* [Assignment]: Please answer from the restaurant interview below: what does the restaurant do so guests don't have to touch the front door to open it?

* [Document extract]:
┌──

We didn’t have to close and reopen, so ours was more of an evolution. I mentioned the labor model I hold to with staffing at any point—you staff according to your business. We started bringing our crew back as sales went back up.

What are some changes and safety protocols you’ve implemented?

There are a lot. We are actively trying to figure out how we can have a guest in the restaurant without touching anything, and that will be permanent. The obvious—masks, hand sanitizer, plexiglass, cleaning surfaces after a table is turned over—everyone is doing that. We are staffing employees at the front door so you, as a guest, don’t have to touch it to open it. Clearly all of the outdoor dining is important to note, that getting people to where they can eat outside—on our patio, on the hood of their car, wherever—is part of the insurance policy of preventing it. Spacing tables of course. We took all of our architectural plans and re-racked our dining rooms, getting the max number of tables in while maintaining 6 feet of distance and we were hard about that.

Our biggest hurdle right now is dealing with the flat cooks and fry cooks. We’re having to swap those guys out and double staff to allow for breaks because of the masks. We have extra masks for them, but the grease getting in there makes breathing harder and harder over time. That’s something we haven’t found a solution to yet.

└──

* [Data to examine]:
┌──

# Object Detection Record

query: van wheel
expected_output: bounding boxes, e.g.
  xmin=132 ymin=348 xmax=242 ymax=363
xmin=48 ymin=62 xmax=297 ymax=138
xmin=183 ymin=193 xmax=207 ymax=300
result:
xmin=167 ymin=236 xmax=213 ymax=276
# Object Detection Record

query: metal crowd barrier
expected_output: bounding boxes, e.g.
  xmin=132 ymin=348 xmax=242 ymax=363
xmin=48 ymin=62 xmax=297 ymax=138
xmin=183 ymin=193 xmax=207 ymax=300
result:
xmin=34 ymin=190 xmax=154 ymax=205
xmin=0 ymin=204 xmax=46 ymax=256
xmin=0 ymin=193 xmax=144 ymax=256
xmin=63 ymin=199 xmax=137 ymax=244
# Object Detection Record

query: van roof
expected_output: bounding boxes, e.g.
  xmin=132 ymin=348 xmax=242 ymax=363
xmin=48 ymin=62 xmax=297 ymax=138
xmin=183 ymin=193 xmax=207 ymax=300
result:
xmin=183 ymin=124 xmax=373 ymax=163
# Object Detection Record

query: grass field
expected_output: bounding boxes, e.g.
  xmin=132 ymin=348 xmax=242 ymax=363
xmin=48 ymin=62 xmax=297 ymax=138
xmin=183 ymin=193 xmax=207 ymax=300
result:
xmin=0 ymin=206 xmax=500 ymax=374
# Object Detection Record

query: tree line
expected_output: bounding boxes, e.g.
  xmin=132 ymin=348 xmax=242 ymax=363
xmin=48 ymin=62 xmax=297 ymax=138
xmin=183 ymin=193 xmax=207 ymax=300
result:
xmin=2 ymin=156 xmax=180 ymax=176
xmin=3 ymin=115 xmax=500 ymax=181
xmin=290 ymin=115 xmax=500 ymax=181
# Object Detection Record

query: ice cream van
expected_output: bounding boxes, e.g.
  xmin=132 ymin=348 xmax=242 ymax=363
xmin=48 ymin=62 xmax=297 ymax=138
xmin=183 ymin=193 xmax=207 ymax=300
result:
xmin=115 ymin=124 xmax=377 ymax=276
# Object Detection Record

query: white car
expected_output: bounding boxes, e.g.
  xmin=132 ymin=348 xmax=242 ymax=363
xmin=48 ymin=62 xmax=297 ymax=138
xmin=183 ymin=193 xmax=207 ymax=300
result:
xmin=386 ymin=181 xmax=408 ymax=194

└──

* [Result]: It staffs employees at the front door.